Please continue the essay below on creativity, destruction, and patience from where it stops.

- Given passage:
--------
It is always easier to destroy things than to create them. Creativity
always takes longer than destruction.
I heard these comments in a
workshop I attended recently. I thought about the implications of this observation
and how we, as a culture, put so much emphasis on productivity. Creativity
seems to me to be at the opposite end of the spectrum from productivity. Maybe
that is why we tend to be destructive—to ourselves and to others. It is what is
rewarded, because productivity is more akin to destruction than to creation.
Think about what it takes to
bring a baby to birth. It’s a nine month process just to get a baby to the
point where it can live outside its mother’s womb. It is even longer before the
baby grows up enough to be able to take care of its own needs. While creation
arguably takes more than the nine months prior to birth, death can happen
instantly.
Because creation takes time, it
also requires patience. But in our culture, we want instant, and instant means
that creation may not get the time and attention needed to take root and
flourish.
This is true with discipleship.
--------
- Provided records:
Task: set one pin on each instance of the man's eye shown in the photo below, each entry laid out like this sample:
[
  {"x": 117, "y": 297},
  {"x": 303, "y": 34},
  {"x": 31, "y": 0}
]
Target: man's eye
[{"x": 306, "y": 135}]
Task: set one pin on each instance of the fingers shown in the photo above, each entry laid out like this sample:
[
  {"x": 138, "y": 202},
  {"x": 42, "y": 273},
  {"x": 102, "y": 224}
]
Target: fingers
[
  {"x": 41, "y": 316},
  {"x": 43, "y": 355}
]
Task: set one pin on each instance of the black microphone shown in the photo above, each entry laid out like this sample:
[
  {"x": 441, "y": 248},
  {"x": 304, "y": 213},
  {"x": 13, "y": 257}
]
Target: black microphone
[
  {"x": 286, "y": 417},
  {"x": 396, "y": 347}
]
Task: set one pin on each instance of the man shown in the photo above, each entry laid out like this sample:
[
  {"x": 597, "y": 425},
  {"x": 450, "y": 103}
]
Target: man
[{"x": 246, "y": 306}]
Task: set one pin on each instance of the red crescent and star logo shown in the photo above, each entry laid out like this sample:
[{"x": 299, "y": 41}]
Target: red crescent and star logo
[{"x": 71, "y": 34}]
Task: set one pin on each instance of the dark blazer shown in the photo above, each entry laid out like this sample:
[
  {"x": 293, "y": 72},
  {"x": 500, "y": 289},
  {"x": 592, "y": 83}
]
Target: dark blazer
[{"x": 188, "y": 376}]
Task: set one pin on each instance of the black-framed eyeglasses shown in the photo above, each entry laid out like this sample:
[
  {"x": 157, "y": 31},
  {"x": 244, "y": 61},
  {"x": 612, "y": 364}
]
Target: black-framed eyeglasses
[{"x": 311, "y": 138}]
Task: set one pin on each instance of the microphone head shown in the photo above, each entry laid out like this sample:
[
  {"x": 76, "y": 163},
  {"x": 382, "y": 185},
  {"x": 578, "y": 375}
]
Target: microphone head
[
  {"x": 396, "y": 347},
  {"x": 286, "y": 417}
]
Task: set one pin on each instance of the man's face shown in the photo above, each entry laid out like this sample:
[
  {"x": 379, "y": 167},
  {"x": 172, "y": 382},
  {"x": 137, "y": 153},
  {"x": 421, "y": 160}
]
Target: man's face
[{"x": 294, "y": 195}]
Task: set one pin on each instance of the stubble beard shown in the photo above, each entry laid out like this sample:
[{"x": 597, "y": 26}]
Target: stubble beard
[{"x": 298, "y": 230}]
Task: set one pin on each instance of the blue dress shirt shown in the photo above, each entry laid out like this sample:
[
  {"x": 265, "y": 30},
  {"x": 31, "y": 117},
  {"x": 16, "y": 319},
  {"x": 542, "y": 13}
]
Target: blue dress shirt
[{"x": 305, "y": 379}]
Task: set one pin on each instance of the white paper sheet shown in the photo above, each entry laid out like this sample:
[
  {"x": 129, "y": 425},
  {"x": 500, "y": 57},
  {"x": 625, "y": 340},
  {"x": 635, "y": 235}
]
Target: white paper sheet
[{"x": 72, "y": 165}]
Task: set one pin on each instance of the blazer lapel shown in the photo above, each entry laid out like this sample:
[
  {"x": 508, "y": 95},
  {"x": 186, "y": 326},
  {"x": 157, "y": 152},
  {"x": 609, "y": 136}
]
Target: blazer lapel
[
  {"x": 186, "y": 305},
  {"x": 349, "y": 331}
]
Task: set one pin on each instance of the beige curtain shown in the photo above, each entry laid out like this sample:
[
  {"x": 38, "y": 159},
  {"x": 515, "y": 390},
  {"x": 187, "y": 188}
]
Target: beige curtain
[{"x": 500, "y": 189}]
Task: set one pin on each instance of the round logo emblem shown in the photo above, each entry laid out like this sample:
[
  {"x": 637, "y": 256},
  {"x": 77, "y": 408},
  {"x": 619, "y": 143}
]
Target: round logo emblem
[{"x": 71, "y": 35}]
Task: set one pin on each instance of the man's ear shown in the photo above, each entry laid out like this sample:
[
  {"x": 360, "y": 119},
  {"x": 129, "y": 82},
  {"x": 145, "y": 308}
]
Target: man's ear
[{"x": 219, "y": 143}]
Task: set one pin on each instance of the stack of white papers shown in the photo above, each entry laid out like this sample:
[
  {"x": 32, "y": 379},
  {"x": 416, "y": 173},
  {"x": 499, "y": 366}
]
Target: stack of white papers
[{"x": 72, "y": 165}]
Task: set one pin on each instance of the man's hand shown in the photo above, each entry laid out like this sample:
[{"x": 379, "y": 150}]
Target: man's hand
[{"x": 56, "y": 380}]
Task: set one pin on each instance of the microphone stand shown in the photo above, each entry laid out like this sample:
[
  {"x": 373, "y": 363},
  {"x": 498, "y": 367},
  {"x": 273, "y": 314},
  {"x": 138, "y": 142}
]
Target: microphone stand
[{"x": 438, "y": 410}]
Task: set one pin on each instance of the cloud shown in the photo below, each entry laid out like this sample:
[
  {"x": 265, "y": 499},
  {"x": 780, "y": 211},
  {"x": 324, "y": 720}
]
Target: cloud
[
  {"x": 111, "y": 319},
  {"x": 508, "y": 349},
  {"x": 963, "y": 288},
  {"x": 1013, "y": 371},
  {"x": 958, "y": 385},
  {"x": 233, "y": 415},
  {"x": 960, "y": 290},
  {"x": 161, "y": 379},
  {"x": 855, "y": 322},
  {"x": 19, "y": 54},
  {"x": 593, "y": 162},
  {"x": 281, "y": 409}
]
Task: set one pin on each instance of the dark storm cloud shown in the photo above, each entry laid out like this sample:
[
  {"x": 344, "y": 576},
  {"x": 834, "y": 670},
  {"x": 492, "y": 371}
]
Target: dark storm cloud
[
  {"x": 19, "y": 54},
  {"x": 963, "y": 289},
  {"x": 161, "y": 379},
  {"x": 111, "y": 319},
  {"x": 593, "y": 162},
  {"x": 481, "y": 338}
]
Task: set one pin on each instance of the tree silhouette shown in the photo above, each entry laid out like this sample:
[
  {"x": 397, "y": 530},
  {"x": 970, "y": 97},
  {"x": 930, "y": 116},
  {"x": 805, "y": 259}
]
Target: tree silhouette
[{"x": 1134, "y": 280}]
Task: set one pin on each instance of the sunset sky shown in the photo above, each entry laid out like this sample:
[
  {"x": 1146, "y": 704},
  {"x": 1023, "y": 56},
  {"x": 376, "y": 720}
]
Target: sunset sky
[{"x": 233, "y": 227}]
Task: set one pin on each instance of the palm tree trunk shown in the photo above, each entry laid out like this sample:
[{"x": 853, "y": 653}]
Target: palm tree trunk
--------
- Answer to this exercise:
In the early church, those who wanted to be baptized and join the church went
through a season of preparation, usually during Lent. That time of preparation
gave time for a person to learn about God and themselves, and to recognize that
they were only beginning a faith journey. Baptism was not the end of the
journey, but only the beginning.
Contrast that with the way many
of us view baptism and church membership today. It’s an instant process, consumer
oriented, and often seen as the end rather than the commencement of a lifelong
journey of discipleship. As a result, some in the church think that
discipleship is defined as membership and nothing more.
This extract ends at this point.